Object position labeling rows:
start
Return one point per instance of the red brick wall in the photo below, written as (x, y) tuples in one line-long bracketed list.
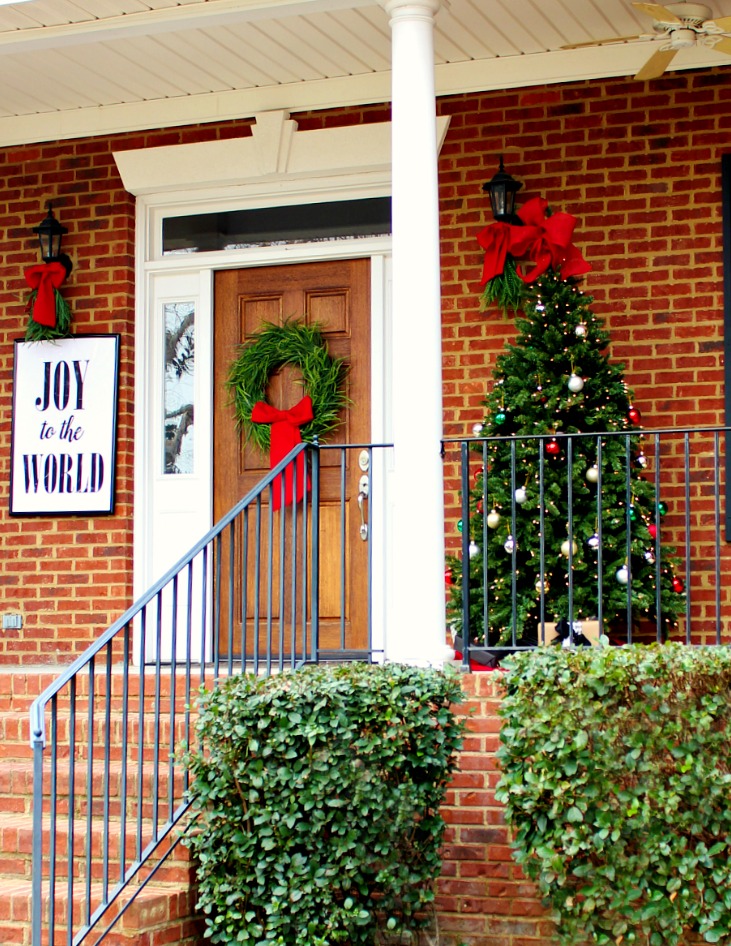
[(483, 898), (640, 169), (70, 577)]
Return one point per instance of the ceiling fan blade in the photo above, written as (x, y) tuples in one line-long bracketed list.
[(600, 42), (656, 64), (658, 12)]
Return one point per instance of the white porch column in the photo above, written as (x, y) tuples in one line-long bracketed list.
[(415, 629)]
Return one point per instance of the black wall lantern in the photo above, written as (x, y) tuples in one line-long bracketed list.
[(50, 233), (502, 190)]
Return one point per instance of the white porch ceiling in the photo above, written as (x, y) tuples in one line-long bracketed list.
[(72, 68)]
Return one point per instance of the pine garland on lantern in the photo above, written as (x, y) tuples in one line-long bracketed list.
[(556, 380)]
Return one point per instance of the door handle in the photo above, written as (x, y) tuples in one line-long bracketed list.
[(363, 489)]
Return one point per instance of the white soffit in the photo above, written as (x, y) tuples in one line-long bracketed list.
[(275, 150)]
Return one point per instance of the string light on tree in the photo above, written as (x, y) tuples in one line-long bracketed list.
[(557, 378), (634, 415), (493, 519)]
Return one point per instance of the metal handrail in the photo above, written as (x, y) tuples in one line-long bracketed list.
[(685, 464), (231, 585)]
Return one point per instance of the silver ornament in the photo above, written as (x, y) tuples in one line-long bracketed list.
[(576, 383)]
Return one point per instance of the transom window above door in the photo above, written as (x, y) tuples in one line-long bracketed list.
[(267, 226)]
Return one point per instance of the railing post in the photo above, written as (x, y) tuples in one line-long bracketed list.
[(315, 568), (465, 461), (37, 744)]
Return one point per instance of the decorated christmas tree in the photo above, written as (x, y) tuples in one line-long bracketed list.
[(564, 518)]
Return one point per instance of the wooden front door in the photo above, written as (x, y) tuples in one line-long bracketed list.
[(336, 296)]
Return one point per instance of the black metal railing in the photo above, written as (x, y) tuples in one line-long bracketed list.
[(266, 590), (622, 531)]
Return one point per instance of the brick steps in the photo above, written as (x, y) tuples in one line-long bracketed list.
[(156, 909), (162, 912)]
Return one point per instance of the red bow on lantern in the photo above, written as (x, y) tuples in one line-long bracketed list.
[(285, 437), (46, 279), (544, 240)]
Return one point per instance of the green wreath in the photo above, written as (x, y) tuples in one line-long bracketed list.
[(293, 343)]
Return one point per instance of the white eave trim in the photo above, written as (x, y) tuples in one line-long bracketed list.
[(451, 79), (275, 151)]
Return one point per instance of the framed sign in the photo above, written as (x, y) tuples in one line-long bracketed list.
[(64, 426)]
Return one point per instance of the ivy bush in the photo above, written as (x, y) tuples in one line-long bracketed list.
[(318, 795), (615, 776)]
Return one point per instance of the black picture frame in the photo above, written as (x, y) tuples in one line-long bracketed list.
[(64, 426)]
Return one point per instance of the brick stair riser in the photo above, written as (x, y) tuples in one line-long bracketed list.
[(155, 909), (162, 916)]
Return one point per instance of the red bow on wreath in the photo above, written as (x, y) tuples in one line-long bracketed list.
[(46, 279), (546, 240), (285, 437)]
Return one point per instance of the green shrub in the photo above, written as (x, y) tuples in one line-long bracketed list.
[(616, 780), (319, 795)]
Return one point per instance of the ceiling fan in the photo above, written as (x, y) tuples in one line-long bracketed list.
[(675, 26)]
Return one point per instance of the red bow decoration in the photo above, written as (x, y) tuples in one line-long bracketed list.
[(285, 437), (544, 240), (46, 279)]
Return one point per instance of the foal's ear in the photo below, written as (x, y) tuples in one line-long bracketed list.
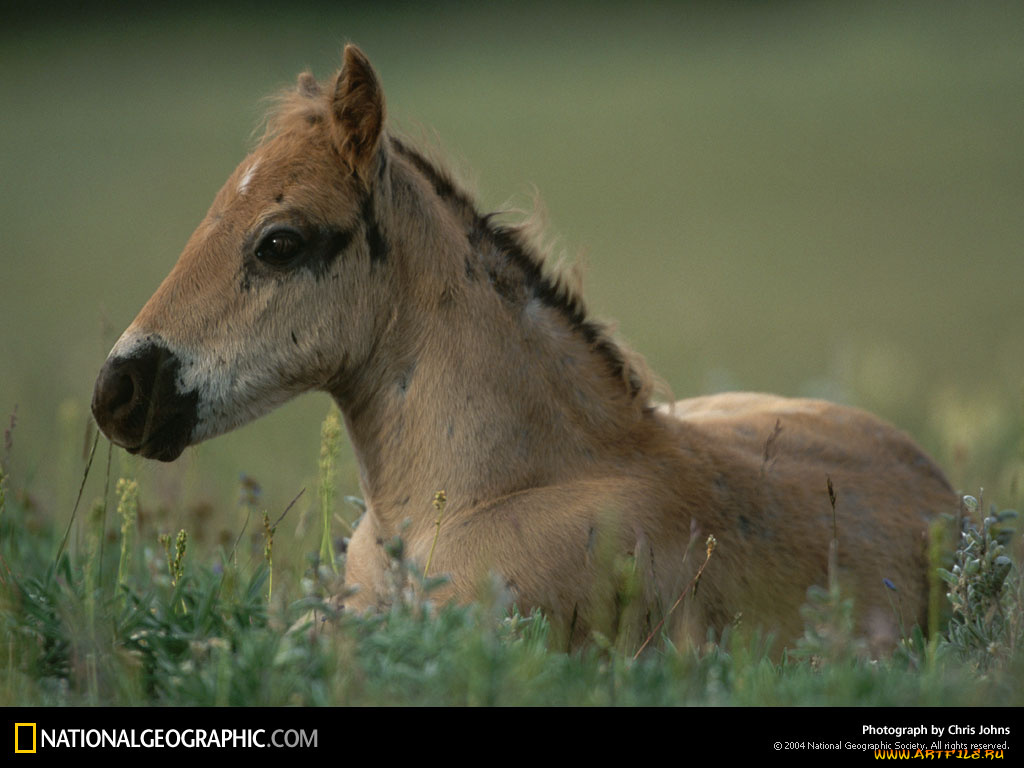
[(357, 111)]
end
Short task: Please render every row above as a two-column CSV with the headers "prompt" and "points", putting each row's text and its answer in one quoted field apiece and turning any line breaks into spaces. Leave the pictures out.

In response:
prompt,points
"Return one point per instance of the red brick wall in the photo below, written as (x, y) tuples in one line-long bracketed list.","[(483, 898), (640, 169), (70, 577)]"
"Return one point per instance of the ceiling fan blade in the photo above, written as (x, y) tuples in one line-long bracketed list.","[(600, 42), (656, 64), (658, 12)]"
"Return one point per instance of the white porch column in the photo above, written as (x, y) tuples in one line-long bracketed list.","[(415, 629)]"
"Return one point per instance of the black wall lantern in the photo above, written as (x, y) tuples in one line-long bracketed list.","[(50, 233), (502, 190)]"
"Return one point per instance of the white porch ceiling in the photo above, written as (x, y) tuples in one line-long bracketed list.","[(72, 68)]"
"Return one point per instance of the pine garland on lantern in the photo above, written as (x, y) tuples in one line-long bracketed list.","[(556, 380)]"
"Return one point per instance of the door handle in the photo above, written as (x, y) tuples in one line-long bracketed list.","[(363, 489)]"
"Return one point per instance of the white soffit in the photo above, written as (x, y) tuples in one line-long bracketed list.","[(275, 150)]"
"Return one point per instance of the string light on tree in the photo above, written as (x, y) tuples in one line-long bracketed list.","[(557, 378), (634, 415), (493, 519)]"
"Return one point per instance of the metal handrail in the photo above, written as (x, y) tuples in one line-long bracketed list.","[(685, 464), (231, 585)]"
"Return one point per instance of the silver ornament in the photo above, written as (x, y) tuples in one line-long bracketed list.","[(576, 383)]"
"Return one point per instance of the transom window above door in the photo above, written as (x, y) tuples in one line-long bracketed list.","[(267, 226)]"
"Return one point per instance of the railing post in the photo above, written as (x, y) tuples in one line-long bracketed list.","[(315, 568), (465, 461), (37, 744)]"
"Return one point per instance of the decorated christmas tree in the photo above, written as (x, y) tuples in one line-long bracketed list.","[(564, 518)]"
"Return one point per instance of the wooden front door in the photo above, written as (x, y) tuples in one line-long bracketed list.","[(336, 296)]"
"Return one point per instance of the black metal railing in the photo above, written as (x, y) tuples in one line-long bracketed list.","[(266, 590), (622, 531)]"
"Return one point per instance of the brick steps in the photo above, written as (x, y) tuples in one line-long bracketed list.","[(156, 909), (162, 912)]"
"Return one point per instance of the red bow on lantern in the photo above, written as (x, y) tuples in one line-long bracketed list.","[(285, 437), (46, 279), (544, 240)]"
"Return one point per instance of the green wreath in the photo above, written as (x, y) tuples in one line-long bracketed list.","[(293, 343)]"
"Return one point per instance of the white eave trim in the photo above, written as (x, y) tuples in one line-long bracketed list.","[(451, 79), (275, 151)]"
"Return one point per instance of the framed sign in the photo above, written as (x, y) tuples in one line-long bracketed list.","[(64, 426)]"
"Return one point per instance of the ivy bush in the photo above, written as (x, y) tuples in one line-long bracketed list.","[(318, 795), (615, 776)]"
"Return one point per instance of the black picture frame in the photo above, written as (x, y) tuples in one line-long bracketed list.","[(64, 426)]"
"Return one point per instance of the brick stair riser in the photo above, written as (x, y) tuples in one line-long bracketed list.","[(155, 909), (162, 916)]"
"Return one point per instance of the red bow on wreath in the photo above, written as (x, y) tuples in one line-long bracketed list.","[(46, 279), (546, 240), (285, 437)]"
"Return one point per instance of the green shrub in the photo above, written as (x, y) tuples in one line-long bracketed list.","[(616, 780), (319, 795)]"
"Return one point per instance of the ceiling fan in the photo above, written as (x, y) tuples in one line-long bracketed list.","[(675, 26)]"
"Return one point per instance of the red bow decoration in the photo above, written as (x, y) tuples in one line-long bracketed list.","[(285, 437), (544, 240), (46, 279)]"
"Return one point per instance of the foal's ear in the photo below, written as (x, y) tuples in one line-long bracketed list.","[(357, 111)]"